> _Stored data_:
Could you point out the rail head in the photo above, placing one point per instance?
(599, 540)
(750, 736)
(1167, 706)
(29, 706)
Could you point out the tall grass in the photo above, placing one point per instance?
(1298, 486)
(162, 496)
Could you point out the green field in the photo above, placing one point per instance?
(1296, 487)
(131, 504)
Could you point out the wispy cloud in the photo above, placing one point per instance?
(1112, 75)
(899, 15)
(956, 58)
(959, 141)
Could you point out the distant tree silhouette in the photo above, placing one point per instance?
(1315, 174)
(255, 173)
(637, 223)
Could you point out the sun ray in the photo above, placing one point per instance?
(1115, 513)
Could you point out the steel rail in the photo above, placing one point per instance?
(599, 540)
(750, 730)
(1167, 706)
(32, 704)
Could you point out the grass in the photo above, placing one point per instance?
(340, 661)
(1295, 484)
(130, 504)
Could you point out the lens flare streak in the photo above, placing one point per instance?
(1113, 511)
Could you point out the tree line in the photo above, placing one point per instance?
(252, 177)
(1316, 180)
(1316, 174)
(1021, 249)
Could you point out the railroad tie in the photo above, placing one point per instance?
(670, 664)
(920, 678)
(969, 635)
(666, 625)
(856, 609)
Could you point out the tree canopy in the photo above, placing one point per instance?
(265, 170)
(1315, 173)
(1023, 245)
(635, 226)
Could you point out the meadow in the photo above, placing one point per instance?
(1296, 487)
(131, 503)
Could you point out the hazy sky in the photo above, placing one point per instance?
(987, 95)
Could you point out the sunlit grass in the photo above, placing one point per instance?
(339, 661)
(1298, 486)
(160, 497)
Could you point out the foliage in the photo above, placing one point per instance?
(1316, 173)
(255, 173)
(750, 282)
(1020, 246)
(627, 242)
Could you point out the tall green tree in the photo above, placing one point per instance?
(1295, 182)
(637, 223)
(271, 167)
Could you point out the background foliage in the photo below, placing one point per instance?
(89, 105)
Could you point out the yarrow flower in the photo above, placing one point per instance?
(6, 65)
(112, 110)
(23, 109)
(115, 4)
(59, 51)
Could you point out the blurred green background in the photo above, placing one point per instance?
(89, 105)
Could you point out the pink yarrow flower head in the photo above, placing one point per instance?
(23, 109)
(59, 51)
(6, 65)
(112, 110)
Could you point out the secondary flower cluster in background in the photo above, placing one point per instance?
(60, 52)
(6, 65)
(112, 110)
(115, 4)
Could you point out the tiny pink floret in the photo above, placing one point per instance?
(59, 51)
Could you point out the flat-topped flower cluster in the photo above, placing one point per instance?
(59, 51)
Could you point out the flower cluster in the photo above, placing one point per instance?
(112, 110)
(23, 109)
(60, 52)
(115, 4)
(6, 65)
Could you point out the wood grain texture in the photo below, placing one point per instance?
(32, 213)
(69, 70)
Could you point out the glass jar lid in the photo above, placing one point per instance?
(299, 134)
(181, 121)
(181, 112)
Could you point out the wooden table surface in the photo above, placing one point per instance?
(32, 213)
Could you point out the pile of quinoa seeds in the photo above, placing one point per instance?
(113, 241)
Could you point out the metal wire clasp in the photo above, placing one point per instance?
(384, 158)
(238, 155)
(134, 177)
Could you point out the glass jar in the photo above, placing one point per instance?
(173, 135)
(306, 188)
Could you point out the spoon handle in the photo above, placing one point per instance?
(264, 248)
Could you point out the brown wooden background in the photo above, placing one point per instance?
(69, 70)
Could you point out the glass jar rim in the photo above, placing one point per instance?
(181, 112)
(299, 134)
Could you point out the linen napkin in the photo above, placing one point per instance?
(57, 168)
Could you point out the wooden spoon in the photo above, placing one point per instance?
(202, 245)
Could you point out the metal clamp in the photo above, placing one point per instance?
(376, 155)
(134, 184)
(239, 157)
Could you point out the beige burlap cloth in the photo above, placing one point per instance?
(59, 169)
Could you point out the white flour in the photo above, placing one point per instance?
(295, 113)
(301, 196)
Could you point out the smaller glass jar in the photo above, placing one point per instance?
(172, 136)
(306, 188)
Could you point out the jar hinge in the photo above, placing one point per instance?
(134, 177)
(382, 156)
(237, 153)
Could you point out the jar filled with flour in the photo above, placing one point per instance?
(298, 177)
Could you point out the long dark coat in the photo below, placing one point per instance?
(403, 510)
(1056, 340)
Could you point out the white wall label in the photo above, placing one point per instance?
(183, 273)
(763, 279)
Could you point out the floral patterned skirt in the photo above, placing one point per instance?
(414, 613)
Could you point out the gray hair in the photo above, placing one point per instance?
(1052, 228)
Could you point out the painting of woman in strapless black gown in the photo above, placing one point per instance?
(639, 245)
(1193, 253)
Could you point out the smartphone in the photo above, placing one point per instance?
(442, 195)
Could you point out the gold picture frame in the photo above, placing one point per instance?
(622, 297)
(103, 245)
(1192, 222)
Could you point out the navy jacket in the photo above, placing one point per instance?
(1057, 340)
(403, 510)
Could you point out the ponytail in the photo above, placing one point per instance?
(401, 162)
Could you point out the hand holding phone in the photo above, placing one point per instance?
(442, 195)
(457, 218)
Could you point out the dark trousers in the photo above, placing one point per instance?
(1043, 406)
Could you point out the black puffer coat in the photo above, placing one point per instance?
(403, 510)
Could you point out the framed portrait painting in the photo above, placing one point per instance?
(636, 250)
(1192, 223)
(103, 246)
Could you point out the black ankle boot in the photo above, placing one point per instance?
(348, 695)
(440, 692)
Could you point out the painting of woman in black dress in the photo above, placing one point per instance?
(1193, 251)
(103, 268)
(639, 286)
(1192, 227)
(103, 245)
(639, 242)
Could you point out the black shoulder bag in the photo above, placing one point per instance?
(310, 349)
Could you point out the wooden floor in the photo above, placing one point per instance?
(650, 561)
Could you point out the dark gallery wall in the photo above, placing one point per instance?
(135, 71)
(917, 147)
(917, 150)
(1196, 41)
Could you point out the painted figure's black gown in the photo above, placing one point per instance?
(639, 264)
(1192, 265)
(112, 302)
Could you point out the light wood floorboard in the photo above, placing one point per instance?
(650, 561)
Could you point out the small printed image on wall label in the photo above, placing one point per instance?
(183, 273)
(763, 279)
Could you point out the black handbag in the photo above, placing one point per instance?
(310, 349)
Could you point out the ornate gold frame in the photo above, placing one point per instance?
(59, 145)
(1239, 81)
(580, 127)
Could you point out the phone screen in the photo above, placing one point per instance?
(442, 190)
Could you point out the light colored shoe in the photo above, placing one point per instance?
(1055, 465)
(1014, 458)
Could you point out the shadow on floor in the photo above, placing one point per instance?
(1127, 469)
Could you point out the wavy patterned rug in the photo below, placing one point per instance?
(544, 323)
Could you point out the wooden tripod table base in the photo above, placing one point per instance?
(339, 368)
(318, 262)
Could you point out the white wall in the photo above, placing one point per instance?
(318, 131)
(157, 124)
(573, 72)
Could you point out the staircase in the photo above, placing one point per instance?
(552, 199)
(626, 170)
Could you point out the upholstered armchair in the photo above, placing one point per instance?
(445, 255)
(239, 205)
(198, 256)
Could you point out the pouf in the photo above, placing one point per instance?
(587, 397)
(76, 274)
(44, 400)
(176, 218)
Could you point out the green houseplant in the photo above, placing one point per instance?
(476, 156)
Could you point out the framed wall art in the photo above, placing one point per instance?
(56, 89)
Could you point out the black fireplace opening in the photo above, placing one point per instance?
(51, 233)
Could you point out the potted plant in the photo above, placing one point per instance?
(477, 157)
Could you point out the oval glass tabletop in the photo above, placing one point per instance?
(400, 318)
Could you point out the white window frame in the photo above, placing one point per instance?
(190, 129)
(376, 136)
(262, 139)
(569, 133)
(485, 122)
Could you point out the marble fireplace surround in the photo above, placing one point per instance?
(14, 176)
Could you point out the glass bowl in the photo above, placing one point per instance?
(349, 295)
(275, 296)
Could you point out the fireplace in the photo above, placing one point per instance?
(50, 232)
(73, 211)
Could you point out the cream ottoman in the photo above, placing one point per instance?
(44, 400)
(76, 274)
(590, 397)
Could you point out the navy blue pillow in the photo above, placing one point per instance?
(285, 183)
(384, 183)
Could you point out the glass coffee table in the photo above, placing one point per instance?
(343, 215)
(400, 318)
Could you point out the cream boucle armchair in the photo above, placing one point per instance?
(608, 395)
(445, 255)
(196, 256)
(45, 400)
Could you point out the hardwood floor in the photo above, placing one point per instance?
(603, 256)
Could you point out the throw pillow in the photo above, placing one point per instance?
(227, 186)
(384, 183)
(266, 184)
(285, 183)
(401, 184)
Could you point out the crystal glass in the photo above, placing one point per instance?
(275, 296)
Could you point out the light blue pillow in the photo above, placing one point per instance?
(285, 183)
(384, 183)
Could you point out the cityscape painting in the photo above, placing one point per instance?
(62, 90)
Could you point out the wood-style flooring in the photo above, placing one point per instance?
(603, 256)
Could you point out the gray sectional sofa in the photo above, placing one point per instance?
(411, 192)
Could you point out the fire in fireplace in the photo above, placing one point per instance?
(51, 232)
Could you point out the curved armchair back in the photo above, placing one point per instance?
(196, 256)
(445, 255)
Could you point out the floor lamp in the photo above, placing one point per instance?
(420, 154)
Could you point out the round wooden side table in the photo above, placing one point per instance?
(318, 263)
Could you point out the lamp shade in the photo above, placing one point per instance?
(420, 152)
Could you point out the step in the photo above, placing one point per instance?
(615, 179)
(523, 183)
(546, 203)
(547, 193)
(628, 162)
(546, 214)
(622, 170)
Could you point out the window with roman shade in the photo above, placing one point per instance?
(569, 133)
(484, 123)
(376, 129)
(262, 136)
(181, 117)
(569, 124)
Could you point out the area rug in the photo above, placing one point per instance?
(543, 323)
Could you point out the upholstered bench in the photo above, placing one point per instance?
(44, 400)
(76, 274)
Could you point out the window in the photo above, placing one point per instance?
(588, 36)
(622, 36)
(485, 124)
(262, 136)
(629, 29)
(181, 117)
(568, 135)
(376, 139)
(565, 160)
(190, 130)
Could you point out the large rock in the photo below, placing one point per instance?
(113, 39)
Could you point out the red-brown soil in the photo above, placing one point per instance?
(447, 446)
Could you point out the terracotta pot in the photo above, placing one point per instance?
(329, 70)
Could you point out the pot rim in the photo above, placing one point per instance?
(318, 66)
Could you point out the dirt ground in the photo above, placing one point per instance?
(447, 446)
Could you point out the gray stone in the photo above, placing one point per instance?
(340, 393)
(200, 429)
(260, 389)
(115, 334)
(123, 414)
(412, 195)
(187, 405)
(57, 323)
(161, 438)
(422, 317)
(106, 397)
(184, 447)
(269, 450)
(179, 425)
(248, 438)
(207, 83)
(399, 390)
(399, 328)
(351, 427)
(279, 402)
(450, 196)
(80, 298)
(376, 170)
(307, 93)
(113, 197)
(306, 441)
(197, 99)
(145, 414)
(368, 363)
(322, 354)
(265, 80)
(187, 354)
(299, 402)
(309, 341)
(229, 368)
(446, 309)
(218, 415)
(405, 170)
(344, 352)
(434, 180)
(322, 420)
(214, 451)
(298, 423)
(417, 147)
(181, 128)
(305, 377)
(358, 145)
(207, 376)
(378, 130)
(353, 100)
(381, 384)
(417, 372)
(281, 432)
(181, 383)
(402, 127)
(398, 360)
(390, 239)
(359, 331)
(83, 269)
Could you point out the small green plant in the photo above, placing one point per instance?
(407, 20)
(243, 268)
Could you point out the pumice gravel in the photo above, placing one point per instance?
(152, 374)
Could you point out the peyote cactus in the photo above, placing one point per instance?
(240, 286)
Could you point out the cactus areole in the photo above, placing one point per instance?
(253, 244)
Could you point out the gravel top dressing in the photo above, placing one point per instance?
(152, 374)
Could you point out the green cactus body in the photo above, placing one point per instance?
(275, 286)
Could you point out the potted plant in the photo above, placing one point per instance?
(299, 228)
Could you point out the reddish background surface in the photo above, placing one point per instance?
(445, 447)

> _Job_: Repeat, exactly and only, the lines above from the one containing "Could you point out the small green" through the end of the material.

> _Reply_:
Could you point out the small green plant in the photo above, placing one point per instance?
(407, 20)
(243, 268)
Could you point out the pumice gravel in the photo above, placing one point per instance?
(152, 374)
Could you point out the peyote cactus in the photo above, placing one point per instance?
(240, 286)
Could you point out the cactus areole in the photo above, placing one point per instance?
(253, 244)
Could you point out the gravel top dressing in the photo above, placing one point per instance?
(152, 374)
Could you point out the green cactus body in the photo above, placing one point per instance?
(275, 286)
Could you point out the potted plant in the photo above, placing one point per instance?
(299, 228)
Could you point out the reddish background surface in the photo above, placing one point per instance?
(445, 447)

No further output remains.